Written request 1: Can you transcribe the story below, about a baby girl's birth and her parents raising her, word for word?

Once
upon a time, Mom went into labor. Yeah, that’s where it all starts, doesn’t it?
(This is the part after the Happily-Ever-After, the one they seldom show)
After
quite some time of panicking, huffing & puffing, screaming, several glasses
of ice-chips and hours of birthing that tested her threshold of pain, out
popped an itsy-bitsy baby.
‘It’s a
girl!’ cried the Doctor. Mom was just happy it was a healthy baby and Dad
couldn’t speak for the emotion choked his throat up. Inside, they both
questioned their parenting abilities while vowing to bring her up her like the
princess she was.
Dad looked at his two girls, proud beyond words can explain. His
little nest was complete now. His love had borne fruit.
Mom didn’t mind that she, for the first time since they fell in
love, didn’t have her handsome husband’s undivided attention; he was
philandering it all on the little miracle that she’d borne. She didn’t mind at
all.
They
went home.
Her
first smile had them on their knees, her cry had them scampering for solutions.
They recorded her every movement, reveled in the length of her pretty
eyelashes, rejoiced in her deep dimple and knew she had them both twisted
around her little finger.
Mom had
to fight her own tears when she cried on the first day of school. She went an
hour early to pick her baby up just because she couldn’t wait any longer. She
worried so much; what if she gets hungry, what of some kid pinches her, what
if… Nobody knew her baby like she did.
Dad’s
heart almost broke when she came back from the bicycle ride with a scraped
knee. While he whispered comforts into her ear and rocked her to sleep on his
chest, he wondered how he’d deal with a broken heart, God forbid.
She
grew in leaps and bounds.
Mom had
conversations with her. Told her about the birds and bees and all in between
all the while wondering if her little princess had grown old enough to have The
Talk with. She still seemed too young, a mere child.
Dad
watched her from afar, playing the disciplinarian and refusing to let her go for
the ten day class trip to Goa. He didn’t budge; not to her tears or rants or
door-banging. Later he told Mom to take her shopping.

Written request 2: Which lines of the records contain the string "blurred"? Extract every one of them, treating uppercase and lowercase as different.

[Stored data]
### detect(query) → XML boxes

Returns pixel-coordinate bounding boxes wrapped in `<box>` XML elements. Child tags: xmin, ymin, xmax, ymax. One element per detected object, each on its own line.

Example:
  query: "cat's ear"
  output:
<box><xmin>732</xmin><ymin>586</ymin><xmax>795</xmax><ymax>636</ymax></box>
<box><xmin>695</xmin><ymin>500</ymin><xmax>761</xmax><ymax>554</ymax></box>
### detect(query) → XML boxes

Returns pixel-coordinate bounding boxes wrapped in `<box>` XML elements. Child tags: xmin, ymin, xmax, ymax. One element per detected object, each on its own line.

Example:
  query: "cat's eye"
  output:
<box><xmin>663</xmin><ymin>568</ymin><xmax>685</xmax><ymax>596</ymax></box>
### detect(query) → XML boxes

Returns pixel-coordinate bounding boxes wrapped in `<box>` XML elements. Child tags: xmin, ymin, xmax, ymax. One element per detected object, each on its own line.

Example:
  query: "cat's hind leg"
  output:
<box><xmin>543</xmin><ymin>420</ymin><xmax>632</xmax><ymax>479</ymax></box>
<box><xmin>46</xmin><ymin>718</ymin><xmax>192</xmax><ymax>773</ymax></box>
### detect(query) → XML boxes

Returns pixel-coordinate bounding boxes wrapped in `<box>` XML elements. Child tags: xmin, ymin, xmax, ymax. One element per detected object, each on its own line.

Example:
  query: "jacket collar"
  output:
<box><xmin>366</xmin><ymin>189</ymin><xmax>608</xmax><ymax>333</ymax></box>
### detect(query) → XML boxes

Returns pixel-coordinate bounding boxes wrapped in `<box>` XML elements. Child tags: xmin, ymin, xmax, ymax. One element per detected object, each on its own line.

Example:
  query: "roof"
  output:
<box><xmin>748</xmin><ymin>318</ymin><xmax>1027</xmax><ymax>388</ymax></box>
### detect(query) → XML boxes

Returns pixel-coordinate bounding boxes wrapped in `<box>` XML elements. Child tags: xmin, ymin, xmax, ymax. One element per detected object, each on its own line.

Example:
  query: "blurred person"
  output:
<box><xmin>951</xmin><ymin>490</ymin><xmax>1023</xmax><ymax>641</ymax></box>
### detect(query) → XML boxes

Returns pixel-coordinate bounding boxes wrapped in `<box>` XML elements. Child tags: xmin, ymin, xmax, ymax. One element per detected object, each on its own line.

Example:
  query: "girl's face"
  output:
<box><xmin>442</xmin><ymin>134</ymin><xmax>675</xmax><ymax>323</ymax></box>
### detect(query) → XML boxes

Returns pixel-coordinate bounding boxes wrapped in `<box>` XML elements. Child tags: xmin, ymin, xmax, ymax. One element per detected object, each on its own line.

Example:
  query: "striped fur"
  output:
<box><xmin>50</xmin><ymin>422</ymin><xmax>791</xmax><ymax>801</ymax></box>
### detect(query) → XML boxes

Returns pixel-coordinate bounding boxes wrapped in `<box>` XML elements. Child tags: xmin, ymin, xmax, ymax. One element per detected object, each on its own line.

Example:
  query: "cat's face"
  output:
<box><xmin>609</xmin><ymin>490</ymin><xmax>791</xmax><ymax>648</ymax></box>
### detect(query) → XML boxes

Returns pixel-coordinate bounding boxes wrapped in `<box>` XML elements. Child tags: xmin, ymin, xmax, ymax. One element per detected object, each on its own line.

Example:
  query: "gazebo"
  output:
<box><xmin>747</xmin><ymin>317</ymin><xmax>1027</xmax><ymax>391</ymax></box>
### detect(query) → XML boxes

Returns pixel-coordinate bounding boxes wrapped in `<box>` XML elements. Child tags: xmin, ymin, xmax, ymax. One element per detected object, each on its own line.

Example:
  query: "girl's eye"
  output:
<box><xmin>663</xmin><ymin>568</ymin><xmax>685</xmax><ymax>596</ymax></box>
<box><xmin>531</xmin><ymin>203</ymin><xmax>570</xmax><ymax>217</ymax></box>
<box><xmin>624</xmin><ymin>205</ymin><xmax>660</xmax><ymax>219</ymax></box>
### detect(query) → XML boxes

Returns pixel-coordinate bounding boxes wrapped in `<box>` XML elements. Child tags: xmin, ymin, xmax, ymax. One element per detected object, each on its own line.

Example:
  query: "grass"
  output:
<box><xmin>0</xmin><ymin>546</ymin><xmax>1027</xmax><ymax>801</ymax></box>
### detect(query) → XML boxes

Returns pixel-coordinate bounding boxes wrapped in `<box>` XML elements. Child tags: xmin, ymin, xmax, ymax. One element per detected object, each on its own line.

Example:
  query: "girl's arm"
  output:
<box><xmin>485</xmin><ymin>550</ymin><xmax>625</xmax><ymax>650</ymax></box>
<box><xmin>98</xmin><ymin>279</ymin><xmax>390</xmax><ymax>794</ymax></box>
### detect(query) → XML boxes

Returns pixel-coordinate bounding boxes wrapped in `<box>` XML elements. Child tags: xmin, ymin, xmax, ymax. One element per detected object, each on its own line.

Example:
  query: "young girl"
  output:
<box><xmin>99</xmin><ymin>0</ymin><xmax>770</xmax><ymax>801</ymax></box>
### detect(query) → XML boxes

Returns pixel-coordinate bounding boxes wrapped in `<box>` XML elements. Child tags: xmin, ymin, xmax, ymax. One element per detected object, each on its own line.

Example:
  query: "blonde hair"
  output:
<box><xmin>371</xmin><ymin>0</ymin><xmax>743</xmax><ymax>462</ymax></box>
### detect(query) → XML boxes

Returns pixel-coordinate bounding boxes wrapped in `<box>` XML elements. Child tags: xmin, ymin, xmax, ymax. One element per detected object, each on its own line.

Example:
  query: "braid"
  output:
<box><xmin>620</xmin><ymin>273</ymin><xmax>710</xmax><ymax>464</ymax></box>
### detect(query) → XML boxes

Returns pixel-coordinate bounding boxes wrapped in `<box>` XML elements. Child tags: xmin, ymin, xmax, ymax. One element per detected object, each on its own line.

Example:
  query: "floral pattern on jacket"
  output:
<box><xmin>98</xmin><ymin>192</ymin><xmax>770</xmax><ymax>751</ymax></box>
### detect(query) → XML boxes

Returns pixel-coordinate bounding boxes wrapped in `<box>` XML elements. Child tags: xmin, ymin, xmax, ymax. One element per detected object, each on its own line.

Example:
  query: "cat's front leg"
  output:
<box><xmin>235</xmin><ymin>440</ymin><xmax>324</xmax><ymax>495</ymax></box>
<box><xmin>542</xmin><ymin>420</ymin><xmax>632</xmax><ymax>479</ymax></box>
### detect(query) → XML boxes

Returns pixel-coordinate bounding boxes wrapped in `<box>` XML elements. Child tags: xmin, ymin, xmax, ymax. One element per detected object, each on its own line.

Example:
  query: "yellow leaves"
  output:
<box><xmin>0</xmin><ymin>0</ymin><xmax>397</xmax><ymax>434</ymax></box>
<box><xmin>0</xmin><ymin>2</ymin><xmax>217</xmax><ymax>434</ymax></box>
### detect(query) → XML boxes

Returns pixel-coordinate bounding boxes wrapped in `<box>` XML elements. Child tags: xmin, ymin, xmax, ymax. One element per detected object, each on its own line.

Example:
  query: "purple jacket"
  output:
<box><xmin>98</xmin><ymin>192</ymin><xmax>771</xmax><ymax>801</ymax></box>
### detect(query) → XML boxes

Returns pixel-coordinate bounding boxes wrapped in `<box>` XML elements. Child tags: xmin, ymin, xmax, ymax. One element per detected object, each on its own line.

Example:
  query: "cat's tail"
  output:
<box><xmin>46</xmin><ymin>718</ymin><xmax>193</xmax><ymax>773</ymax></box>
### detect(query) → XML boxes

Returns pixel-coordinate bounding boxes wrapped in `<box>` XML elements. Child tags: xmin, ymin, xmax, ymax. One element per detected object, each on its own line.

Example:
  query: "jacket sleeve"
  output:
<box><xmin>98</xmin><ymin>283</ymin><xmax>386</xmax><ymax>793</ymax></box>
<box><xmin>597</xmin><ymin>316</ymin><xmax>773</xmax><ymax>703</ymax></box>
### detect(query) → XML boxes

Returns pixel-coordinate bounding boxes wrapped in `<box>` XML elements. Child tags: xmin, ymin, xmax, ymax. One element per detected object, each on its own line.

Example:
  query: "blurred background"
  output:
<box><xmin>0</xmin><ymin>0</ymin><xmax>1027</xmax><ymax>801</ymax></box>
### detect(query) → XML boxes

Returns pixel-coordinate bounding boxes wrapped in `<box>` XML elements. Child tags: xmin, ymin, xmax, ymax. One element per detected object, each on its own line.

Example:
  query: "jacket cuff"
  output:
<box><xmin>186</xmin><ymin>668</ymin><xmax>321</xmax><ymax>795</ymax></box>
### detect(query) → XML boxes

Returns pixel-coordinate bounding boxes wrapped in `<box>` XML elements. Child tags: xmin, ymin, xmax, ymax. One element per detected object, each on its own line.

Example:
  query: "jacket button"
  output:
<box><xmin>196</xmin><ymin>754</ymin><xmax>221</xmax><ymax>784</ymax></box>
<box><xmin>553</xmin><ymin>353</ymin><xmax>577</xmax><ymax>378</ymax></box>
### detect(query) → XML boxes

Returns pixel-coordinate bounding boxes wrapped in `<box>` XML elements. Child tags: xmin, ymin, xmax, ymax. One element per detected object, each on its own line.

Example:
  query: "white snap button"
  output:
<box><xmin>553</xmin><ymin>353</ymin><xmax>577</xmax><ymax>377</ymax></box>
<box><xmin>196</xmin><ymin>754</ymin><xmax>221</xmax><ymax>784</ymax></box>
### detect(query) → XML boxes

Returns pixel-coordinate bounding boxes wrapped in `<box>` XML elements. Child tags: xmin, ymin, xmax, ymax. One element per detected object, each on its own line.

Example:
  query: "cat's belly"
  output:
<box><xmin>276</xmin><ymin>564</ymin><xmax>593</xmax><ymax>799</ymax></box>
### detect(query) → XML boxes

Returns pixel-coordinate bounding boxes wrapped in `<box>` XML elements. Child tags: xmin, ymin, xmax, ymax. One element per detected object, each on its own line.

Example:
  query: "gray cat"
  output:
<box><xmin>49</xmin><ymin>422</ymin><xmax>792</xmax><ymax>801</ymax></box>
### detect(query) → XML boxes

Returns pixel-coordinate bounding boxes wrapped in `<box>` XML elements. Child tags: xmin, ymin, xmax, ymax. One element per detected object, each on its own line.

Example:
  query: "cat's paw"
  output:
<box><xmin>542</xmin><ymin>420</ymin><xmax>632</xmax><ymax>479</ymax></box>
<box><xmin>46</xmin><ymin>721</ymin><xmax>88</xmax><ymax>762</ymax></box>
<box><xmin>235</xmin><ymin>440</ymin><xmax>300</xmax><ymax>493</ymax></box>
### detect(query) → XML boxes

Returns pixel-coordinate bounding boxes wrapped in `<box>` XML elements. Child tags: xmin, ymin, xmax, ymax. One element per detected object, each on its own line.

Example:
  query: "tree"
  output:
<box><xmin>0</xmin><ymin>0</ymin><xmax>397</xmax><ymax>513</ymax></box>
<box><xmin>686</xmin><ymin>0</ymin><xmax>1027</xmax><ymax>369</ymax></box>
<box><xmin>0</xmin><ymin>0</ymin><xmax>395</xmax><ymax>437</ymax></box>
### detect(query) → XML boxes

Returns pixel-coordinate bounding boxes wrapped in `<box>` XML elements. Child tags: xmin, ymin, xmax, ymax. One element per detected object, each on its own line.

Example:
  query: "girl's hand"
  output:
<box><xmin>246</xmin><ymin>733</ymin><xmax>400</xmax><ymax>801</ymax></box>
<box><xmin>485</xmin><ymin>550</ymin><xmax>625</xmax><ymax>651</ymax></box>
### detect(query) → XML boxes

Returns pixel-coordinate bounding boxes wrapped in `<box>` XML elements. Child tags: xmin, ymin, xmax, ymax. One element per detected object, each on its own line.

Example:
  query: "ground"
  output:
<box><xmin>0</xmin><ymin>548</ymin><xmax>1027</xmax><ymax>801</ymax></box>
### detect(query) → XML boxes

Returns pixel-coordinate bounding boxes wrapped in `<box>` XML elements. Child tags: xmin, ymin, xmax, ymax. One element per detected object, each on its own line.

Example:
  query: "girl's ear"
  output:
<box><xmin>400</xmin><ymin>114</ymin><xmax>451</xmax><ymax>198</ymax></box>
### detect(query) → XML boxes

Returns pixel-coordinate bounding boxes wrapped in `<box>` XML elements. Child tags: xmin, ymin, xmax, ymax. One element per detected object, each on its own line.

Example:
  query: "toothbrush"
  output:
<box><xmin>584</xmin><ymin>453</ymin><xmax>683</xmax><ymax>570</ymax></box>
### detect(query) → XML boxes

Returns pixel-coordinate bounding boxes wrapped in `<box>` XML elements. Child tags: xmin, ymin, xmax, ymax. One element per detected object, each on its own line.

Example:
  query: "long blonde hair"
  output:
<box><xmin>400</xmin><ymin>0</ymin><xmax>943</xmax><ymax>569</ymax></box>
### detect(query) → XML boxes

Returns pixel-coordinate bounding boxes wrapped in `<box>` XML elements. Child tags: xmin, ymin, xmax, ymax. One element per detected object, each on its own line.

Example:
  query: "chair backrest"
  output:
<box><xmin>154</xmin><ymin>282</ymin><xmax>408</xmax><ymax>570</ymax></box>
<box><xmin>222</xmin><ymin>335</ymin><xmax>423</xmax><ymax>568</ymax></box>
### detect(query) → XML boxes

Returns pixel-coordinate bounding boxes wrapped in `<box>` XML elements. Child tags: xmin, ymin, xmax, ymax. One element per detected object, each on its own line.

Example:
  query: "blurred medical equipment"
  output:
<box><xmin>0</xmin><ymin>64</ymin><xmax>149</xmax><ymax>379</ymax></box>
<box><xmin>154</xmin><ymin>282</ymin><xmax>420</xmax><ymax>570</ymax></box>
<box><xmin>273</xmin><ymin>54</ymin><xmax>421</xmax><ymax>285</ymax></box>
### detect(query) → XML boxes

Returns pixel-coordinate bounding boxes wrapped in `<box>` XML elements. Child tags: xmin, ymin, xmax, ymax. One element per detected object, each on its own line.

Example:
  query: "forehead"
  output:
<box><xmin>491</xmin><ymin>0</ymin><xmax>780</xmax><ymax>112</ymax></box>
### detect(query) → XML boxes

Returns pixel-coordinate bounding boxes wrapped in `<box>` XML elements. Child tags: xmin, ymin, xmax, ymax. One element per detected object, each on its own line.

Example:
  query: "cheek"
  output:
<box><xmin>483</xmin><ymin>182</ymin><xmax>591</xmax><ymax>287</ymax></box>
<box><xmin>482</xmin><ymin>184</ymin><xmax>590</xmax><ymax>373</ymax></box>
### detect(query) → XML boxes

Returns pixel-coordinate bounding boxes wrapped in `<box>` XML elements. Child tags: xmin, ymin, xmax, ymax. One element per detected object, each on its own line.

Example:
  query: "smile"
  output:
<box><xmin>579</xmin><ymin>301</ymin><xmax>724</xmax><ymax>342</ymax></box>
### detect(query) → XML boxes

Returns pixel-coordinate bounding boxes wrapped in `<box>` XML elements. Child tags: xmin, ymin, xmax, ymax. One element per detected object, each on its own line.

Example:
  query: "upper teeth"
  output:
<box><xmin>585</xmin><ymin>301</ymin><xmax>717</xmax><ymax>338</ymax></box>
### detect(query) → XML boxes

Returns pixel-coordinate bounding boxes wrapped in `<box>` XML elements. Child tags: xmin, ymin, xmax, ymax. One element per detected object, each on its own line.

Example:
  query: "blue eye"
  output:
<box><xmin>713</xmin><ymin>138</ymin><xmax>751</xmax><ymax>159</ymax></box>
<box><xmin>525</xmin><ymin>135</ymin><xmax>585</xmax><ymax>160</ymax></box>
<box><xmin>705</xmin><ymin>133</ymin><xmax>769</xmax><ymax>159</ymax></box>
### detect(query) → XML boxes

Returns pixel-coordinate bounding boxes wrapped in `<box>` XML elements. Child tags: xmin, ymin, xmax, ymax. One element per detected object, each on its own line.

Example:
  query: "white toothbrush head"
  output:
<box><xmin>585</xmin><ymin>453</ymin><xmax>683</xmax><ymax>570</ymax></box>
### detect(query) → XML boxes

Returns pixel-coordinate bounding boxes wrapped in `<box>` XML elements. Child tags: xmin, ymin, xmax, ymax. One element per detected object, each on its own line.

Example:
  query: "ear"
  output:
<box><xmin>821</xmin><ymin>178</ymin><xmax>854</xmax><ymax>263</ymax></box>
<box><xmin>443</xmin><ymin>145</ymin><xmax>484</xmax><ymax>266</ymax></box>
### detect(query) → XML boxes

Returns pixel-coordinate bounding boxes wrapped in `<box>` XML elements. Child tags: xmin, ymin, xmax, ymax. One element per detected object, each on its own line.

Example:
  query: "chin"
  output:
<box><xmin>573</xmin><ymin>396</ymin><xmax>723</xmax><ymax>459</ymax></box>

Right answer 1:
Once
upon a time, Mom went into labor. Yeah, that’s where it all starts, doesn’t it?
(This is the part after the Happily-Ever-After, the one they seldom show)
After
quite some time of panicking, huffing & puffing, screaming, several glasses
of ice-chips and hours of birthing that tested her threshold of pain, out
popped an itsy-bitsy baby.
‘It’s a
girl!’ cried the Doctor. Mom was just happy it was a healthy baby and Dad
couldn’t speak for the emotion choked his throat up. Inside, they both
questioned their parenting abilities while vowing to bring her up her like the
princess she was.
Dad looked at his two girls, proud beyond words can explain. His
little nest was complete now. His love had borne fruit.
Mom didn’t mind that she, for the first time since they fell in
love, didn’t have her handsome husband’s undivided attention; he was
philandering it all on the little miracle that she’d borne. She didn’t mind at
all.
They
went home.
Her
first smile had them on their knees, her cry had them scampering for solutions.
They recorded her every movement, reveled in the length of her pretty
eyelashes, rejoiced in her deep dimple and knew she had them both twisted
around her little finger.
Mom had
to fight her own tears when she cried on the first day of school. She went an
hour early to pick her baby up just because she couldn’t wait any longer. She
worried so much; what if she gets hungry, what of some kid pinches her, what
if… Nobody knew her baby like she did.
Dad’s
heart almost broke when she came back from the bicycle ride with a scraped
knee. While he whispered comforts into her ear and rocked her to sleep on his
chest, he wondered how he’d deal with a broken heart, God forbid.
She
grew in leaps and bounds.
Mom had
conversations with her. Told her about the birds and bees and all in between
all the while wondering if her little princess had grown old enough to have The
Talk with. She still seemed too young, a mere child.
Dad
watched her from afar, playing the disciplinarian and refusing to let her go for
the ten day class trip to Goa. He didn’t budge; not to her tears or rants or
door-banging. Later he told Mom to take her shopping.

Right answer 2:
  query: "blurred person"
  query: "blurred background"
  query: "blurred medical equipment"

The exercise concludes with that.